Что сделать:
• 1. Перепишите все записи дословно, сохранив каждую строку без изменений.
• 2. Допишите текст о взглядах Дидро на античное искусство, начав сразу после его последнего предложения.

Источник:
┄┄┄┄┄┄┄┄┄┄┄┄┄┄┄┄┄┄┄┄
Естественно, что идеолог демократической революционной буржуазии Дидро особенно ценил эту демократическую сторону греческого искусства. Здесь он видел, как искусство делается объектом всенародной радости, любви и ликования. В трагедии народ — необходимый и основной фон пьесы: он вмешивается в судьбу героев, изменяет и направляет ход драматических действий; там герои—выходцы из народа, они — персонифицированный дух народа. Сам театр — это не закрытая коробка для домашнего, камерного зрелища, а гигантский и величественный амфитеатр, архитектурно и скульптурно оформленный, где тысячи

1 «De la poesie dramatique», VII, 339.

 

 

людей страстно и взволнованно внимали народным зрелищам.

Что касается культуры аристократического Рима, то к ней Дидро относится пренебрежительно, как к эпигонству искусства древних греков самой славной его эпохи — «золотого века» Перикла.
┄┄┄┄┄┄┄┄┄┄┄┄┄┄┄┄┄┄┄┄
Извлечённые записи:
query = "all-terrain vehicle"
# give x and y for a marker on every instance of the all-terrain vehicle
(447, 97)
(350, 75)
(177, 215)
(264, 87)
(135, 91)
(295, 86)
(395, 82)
┄┄┄┄┄┄┄┄┄┄┄┄┄┄┄┄┄┄┄┄
Ответы по заданиям:
• 1.
query = "all-terrain vehicle"
# give x and y for a marker on every instance of the all-terrain vehicle
(447, 97)
(350, 75)
(177, 215)
(264, 87)
(135, 91)
(295, 86)
(395, 82)

• 2.
Само собой разумеется, что у Дидро, как и у всех французских просветителей, отсутствовал исторический взгляд на явления. Оставаясь идеалистом в области истории, он не мог, разумеется, понять подлинный, то есть рабовладельческий, характер античного общества, и отсюда понять характер и содержание античной культуры, как культуры, выросшей на этой рабовладельческой общественной основе. Дидро, как и Лессинг и Винкельман, считал античное греческое общество идеальной, интегральной демократией, но не демократией, построенной на рабовладельческой основе. И, идеализируя античную демократию, Дидро представлял себе переустройство современного ему феодально-аристократического общества именно на демократических началах.

Раскрытие Дидро демократических сторон античной культуры имело положительное и прогрессивное значение для его эпохи. Борьба за учение у древних, за возрождение культуры демократической Эллады была в то же время борьбой за демократическое переустройство французского общества.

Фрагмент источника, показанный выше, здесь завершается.